>> BEGIN
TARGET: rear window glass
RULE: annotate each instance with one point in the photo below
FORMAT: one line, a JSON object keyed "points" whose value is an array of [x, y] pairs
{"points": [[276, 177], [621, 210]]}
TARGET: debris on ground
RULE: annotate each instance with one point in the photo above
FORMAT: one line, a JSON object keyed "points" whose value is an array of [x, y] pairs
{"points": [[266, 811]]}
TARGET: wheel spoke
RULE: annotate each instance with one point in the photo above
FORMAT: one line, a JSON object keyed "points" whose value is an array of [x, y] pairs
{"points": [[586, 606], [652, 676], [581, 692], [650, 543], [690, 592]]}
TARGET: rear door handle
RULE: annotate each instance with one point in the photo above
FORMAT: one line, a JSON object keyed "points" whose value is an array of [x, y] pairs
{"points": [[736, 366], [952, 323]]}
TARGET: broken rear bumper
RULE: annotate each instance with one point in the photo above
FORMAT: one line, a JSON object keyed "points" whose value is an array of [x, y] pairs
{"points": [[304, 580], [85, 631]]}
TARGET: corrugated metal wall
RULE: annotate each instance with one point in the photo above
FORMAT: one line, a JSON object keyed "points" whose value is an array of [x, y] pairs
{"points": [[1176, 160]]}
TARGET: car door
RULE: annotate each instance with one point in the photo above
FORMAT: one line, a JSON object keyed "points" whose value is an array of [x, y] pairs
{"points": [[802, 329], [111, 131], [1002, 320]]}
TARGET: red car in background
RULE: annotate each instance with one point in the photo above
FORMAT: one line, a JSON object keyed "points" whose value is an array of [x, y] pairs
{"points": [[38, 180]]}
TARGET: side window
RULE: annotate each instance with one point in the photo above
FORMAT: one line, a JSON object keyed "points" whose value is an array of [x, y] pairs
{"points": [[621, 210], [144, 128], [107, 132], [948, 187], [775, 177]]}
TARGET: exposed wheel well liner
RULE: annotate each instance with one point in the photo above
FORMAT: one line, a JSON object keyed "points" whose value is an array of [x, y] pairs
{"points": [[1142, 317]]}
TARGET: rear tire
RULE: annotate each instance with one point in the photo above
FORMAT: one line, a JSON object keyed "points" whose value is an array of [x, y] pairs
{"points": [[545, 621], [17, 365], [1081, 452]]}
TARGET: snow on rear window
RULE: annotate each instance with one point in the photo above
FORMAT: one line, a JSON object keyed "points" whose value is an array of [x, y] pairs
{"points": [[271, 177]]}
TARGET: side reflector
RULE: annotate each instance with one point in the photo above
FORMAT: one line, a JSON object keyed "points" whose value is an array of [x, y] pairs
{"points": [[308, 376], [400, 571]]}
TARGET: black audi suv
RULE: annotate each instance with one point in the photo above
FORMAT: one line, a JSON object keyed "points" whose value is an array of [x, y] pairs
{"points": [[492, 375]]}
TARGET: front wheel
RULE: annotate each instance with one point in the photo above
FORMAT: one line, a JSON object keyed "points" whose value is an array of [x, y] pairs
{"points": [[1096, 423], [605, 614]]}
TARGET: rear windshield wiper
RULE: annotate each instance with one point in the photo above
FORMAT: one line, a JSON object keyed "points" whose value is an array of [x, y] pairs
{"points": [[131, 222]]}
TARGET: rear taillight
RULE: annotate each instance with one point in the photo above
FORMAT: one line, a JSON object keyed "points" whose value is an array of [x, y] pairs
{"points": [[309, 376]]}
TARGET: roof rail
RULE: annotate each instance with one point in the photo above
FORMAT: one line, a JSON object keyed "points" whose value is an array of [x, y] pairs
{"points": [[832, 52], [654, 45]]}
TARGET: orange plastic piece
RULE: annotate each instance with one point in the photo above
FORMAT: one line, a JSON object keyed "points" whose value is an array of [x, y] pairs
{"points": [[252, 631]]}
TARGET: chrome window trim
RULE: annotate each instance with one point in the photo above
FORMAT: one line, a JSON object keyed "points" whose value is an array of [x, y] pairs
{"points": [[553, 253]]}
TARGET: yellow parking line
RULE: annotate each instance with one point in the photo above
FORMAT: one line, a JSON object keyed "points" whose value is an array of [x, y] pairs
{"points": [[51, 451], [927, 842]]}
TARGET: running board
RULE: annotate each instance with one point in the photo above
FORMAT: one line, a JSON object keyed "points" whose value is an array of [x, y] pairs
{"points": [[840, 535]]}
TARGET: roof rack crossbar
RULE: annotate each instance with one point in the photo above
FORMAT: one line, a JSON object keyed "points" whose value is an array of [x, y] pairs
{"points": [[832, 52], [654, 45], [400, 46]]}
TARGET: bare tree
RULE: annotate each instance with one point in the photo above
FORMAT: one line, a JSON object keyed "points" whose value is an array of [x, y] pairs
>> END
- **What is required**: Copy every item above word for word, keeping each line as it is.

- **Worked answer**:
TARGET: rear window glass
RULE: annotate each instance with one point in the photo below
FORMAT: one line, a JSON object keyed "points" whose value is an array of [x, y] pairs
{"points": [[276, 177], [621, 210]]}
TARGET: debris on ground
RULE: annotate each instance with one point in the photo above
FORMAT: one line, a JSON object keyed "points" whose value is an array of [x, y] pairs
{"points": [[266, 811]]}
TARGET: wheel spoke
RULE: annotate each instance with one point in the photo above
FORMAT: one line, a JSON object keyed "points" whose value is an array of [x, y] pairs
{"points": [[586, 606], [652, 676], [581, 692], [650, 543], [690, 592]]}
TARGET: rear door handle
RULE: annotate each instance with one point in the photo above
FORMAT: one line, a JSON object keyed "points" whose value is an array of [x, y] pairs
{"points": [[736, 366], [952, 323]]}
TARGET: broken rear bumper
RULE: annotate each instance with one point in the photo above
FORMAT: one line, a JSON object keyed "points" whose value is an array of [x, y] pairs
{"points": [[304, 580], [85, 631]]}
TARGET: corrugated metal wall
RULE: annotate each instance with one point in the photo above
FORMAT: one line, a JSON object keyed "points" whose value is an array of [x, y] pairs
{"points": [[1176, 160]]}
TARGET: car door
RULE: annotate each instance with one point in the photo above
FORMAT: one line, a JSON object keyed "points" whose value is an array of [x, y] pairs
{"points": [[802, 329], [111, 131], [1002, 320]]}
TARGET: red car in background
RULE: annotate each instance with one point in the photo above
FORMAT: one line, a JSON object keyed "points" whose value is an array of [x, y] pairs
{"points": [[38, 180]]}
TARGET: side window
RULE: annotate each instance with one point in the photo above
FORMAT: one line, a JSON object keyed "points" whose value is an array of [x, y] pairs
{"points": [[621, 210], [144, 128], [107, 132], [948, 187], [775, 177]]}
TARGET: exposed wheel well liner
RULE: annotate each instance with one point in the photo above
FORMAT: one line, a JSON object keyed "points" whose value is an array of [x, y] pairs
{"points": [[1142, 317]]}
TARGET: rear tire
RULE: annotate each instance with one point in the photo above
FORMAT: one line, a JSON object keyed "points" whose value is an array of [x, y] pairs
{"points": [[545, 621], [17, 365], [1081, 452]]}
TARGET: snow on rear window
RULE: annotate each instance with one point in the photo above
FORMAT: one line, a JSON object keyed "points" whose value is an array of [x, y] pairs
{"points": [[271, 177]]}
TARGET: side reflector
RULE: annotate each instance with one point in the photo above
FORMAT: one line, a JSON object keyed "points" whose value is an array of [x, y] pairs
{"points": [[308, 376], [400, 571]]}
TARGET: black audi suv
RULE: annotate each instance with one point in the photo above
FORMAT: one line, a JSON object keyed "points" whose value is an array of [x, y] pairs
{"points": [[492, 375]]}
TARGET: front wheel
RULE: annotate each instance with one point in the photo above
FORMAT: one line, a JSON object keyed "points" whose value is an array of [x, y] pairs
{"points": [[1096, 423], [605, 614]]}
TARGET: rear windshield wiper
RULE: annotate each instance with one point in the photo above
FORMAT: one line, a JSON object keyed "points" whose value is an array of [x, y] pairs
{"points": [[131, 222]]}
TARGET: rear taillight
RULE: annotate each instance with one point in the photo above
FORMAT: one line, a JSON object keyed "points" whose value is an array of [x, y] pairs
{"points": [[309, 376]]}
TARGET: roof rail
RULE: annotate each instance with one point in the photo above
FORMAT: one line, a JSON object keyed "points" whose value is an array of [x, y] pairs
{"points": [[832, 52], [654, 45]]}
TARGET: orange plastic piece
RULE: annotate each instance with one point in the photo above
FORMAT: one line, a JSON object keyed "points" whose value is an array of [x, y] pairs
{"points": [[252, 631]]}
TARGET: chrome window trim
RULE: annotate each instance with one point in the photo above
FORMAT: one line, a JSON object keyed "points" whose value is an array of [x, y] pairs
{"points": [[553, 253]]}
TARGET: yellow parking line
RULE: annotate each instance with one point in the photo above
FORMAT: one line, a JSON object keyed "points" whose value is an array of [x, y] pairs
{"points": [[51, 451], [927, 842]]}
TARGET: running board
RULE: annotate each instance with one point in the photo above
FORMAT: one line, a JSON object keyed "points" whose value is an array of [x, y] pairs
{"points": [[840, 535]]}
TARGET: roof rack crossbar
RULE: annotate each instance with one point in the photo above
FORMAT: one line, a JSON object keyed "points" whose value is an array of [x, y] pairs
{"points": [[832, 52], [654, 45], [400, 46]]}
TARGET: bare tree
RULE: annotate each instance with one point in the photo above
FORMAT: one line, a JSON object keyed "points" whose value is an array of [x, y] pairs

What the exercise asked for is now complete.